[WHAT TO DO]
Report, word for word, every line of the material that contains "jacket".

+-------+

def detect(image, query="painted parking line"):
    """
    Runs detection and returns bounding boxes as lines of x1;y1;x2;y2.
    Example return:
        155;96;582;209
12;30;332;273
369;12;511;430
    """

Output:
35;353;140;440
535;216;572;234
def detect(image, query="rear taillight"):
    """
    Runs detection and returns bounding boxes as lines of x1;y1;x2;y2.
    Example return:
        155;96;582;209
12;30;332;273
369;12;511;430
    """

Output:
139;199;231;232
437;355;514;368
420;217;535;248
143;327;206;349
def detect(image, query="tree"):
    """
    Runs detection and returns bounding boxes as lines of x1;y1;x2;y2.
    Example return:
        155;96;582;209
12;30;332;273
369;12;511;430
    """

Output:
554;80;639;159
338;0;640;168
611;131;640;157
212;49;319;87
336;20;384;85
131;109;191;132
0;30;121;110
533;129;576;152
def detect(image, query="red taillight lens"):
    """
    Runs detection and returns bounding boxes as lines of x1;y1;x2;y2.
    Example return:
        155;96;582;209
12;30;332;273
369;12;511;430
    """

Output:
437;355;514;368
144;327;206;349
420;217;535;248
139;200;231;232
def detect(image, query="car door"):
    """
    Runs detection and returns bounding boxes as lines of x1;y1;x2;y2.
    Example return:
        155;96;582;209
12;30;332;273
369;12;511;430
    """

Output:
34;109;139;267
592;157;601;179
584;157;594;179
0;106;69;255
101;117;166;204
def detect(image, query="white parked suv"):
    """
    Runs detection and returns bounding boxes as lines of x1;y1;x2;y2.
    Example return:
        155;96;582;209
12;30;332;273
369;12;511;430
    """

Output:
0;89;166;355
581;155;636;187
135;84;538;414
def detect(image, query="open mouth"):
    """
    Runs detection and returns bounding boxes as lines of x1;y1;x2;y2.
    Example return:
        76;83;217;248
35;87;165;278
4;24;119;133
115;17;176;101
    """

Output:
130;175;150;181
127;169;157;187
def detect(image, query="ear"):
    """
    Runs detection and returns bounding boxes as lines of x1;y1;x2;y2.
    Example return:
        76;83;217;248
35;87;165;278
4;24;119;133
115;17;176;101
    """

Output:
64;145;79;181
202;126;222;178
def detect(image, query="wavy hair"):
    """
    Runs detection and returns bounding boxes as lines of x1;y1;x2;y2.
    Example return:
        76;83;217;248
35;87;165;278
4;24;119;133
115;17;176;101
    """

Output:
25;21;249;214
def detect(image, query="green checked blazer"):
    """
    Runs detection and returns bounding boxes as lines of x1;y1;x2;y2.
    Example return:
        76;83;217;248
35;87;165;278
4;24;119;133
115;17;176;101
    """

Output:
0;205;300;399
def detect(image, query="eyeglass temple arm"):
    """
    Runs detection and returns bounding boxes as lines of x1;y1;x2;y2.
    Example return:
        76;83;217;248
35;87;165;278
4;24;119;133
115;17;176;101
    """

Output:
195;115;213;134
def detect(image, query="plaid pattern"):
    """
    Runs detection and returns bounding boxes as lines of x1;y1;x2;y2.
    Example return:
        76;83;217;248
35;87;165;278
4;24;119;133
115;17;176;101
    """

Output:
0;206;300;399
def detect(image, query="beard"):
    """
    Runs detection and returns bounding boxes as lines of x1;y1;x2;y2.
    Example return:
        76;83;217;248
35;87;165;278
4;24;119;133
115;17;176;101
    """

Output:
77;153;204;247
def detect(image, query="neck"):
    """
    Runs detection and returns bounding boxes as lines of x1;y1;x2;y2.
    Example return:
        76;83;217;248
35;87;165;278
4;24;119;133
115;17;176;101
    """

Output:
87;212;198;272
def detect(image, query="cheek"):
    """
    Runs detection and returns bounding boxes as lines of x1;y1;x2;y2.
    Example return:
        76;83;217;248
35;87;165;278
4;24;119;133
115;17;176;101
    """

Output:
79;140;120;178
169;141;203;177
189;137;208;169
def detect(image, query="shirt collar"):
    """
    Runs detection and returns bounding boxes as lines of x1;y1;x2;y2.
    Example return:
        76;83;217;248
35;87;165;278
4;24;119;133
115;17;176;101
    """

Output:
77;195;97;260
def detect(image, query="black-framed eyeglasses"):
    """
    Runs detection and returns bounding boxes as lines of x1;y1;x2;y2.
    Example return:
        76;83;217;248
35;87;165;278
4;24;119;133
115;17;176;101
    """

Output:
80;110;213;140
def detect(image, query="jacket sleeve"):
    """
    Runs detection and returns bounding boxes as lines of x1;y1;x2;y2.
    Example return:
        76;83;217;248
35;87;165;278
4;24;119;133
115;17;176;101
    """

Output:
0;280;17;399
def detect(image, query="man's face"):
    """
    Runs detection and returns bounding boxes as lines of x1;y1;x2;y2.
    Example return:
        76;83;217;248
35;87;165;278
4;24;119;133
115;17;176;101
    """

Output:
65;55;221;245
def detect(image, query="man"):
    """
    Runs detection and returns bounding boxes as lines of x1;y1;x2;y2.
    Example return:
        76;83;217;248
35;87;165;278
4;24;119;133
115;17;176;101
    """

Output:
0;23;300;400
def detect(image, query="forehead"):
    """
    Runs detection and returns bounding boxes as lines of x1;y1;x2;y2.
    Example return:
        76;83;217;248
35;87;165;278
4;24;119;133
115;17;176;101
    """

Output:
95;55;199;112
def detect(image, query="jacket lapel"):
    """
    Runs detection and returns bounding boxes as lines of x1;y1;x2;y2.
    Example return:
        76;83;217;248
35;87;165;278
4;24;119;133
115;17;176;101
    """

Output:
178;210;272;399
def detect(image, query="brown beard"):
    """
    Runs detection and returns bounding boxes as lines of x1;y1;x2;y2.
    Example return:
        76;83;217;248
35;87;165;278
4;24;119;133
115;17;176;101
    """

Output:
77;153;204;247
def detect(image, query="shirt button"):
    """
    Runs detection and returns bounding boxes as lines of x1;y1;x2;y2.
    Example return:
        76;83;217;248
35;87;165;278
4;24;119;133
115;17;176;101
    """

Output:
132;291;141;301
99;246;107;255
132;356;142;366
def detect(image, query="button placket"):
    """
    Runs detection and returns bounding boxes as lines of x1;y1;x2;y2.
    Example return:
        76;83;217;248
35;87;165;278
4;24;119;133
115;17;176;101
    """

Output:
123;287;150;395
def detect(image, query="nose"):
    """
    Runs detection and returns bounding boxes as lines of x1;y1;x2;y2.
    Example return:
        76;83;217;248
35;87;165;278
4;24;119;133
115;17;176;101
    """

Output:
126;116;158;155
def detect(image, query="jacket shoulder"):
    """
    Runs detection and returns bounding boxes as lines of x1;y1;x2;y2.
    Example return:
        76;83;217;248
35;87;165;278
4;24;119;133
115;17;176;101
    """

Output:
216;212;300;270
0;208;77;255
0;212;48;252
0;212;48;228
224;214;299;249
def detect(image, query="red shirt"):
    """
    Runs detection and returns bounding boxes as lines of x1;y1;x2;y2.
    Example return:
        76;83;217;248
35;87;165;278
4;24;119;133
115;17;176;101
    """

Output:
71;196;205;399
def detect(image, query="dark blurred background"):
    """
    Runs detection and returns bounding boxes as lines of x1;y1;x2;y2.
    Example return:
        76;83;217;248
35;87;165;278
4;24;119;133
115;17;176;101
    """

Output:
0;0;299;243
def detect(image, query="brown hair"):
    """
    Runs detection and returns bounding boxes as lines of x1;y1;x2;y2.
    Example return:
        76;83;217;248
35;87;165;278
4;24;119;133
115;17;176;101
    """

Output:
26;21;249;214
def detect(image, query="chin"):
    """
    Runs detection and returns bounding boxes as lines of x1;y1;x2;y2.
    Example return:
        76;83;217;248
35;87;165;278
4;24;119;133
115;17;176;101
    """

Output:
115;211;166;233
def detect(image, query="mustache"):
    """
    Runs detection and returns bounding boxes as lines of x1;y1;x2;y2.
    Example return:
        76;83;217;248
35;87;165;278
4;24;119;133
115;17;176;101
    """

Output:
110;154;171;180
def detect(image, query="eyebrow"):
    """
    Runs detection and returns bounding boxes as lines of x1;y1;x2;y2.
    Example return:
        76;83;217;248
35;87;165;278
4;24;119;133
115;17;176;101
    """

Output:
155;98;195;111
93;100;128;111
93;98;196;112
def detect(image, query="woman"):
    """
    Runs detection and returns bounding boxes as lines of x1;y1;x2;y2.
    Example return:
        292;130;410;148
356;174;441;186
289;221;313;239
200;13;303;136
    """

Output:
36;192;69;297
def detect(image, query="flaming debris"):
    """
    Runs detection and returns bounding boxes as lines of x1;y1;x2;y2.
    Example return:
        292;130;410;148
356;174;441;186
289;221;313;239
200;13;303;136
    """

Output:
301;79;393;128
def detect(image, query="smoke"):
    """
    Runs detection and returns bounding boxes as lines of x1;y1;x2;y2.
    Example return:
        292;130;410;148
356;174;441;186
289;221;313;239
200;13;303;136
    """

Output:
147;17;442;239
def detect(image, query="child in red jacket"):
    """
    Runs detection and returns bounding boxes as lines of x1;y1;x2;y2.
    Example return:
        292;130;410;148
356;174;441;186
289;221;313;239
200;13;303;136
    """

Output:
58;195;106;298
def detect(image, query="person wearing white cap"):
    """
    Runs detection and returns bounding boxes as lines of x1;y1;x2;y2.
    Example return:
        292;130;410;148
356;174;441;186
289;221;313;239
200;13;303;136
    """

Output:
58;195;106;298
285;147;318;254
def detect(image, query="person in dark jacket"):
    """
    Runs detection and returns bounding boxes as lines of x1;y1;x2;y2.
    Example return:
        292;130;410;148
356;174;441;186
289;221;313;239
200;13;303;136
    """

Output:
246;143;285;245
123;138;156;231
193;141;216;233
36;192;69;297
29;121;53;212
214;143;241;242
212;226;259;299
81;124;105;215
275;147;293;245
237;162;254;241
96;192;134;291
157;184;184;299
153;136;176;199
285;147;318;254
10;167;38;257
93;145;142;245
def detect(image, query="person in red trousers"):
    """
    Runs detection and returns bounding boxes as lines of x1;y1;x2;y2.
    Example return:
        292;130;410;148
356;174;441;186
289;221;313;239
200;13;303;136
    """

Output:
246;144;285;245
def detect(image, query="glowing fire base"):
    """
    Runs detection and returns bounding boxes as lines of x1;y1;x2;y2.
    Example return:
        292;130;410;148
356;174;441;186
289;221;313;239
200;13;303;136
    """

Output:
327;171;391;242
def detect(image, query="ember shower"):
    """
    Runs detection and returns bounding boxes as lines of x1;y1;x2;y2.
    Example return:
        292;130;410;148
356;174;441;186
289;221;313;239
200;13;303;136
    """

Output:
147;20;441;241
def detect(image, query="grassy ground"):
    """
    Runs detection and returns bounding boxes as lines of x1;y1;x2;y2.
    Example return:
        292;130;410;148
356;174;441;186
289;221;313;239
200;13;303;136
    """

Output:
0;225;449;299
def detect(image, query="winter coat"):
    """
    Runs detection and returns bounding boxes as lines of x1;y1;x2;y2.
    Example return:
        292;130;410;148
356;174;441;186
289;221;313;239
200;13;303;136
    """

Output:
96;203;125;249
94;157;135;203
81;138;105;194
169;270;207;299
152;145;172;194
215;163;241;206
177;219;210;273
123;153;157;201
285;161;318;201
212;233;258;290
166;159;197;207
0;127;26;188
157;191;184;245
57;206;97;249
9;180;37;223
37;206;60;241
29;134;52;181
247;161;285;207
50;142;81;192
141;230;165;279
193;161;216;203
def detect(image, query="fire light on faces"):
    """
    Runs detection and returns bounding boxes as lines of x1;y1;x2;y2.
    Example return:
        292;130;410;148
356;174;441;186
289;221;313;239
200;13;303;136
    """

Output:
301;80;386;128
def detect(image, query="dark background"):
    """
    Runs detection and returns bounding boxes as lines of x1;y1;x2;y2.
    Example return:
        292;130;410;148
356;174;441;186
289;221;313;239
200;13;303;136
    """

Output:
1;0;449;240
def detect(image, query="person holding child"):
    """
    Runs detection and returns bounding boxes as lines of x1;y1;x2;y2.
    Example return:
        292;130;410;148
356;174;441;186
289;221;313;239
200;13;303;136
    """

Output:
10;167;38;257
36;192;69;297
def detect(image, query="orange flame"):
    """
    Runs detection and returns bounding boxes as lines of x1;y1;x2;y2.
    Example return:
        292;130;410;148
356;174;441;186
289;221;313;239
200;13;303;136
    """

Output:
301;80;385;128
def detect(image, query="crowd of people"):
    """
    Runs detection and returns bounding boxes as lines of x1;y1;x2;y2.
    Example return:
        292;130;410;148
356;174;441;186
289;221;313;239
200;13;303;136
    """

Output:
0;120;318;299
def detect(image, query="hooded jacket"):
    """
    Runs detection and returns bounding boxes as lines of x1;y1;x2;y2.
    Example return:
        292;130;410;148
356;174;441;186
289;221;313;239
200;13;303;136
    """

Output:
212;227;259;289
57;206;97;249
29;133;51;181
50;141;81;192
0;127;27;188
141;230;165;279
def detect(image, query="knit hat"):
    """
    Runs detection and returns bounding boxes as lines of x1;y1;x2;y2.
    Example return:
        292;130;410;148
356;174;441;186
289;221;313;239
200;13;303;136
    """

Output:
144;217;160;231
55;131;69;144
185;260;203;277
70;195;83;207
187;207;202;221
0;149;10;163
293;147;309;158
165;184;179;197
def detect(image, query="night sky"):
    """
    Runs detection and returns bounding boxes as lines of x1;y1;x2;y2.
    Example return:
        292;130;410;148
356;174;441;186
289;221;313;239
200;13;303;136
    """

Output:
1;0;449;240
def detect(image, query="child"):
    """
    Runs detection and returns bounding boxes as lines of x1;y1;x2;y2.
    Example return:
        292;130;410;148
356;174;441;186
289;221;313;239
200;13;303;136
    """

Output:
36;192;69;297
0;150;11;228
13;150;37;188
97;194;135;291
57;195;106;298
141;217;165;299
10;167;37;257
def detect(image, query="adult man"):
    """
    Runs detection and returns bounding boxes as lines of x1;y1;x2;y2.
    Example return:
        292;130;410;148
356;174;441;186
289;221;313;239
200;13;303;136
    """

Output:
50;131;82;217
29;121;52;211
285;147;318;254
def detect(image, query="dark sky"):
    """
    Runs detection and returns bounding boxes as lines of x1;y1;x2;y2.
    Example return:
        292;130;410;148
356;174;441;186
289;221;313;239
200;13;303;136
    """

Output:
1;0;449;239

+-------+

[OUTPUT]
def detect(image, query="jacket sleeve"):
def detect(image, query="jacket lapel"):
def detect(image, query="jacket shoulder"):
def detect(image, query="child in red jacket"):
def detect(image, query="person in dark jacket"):
def detect(image, query="hooded jacket"):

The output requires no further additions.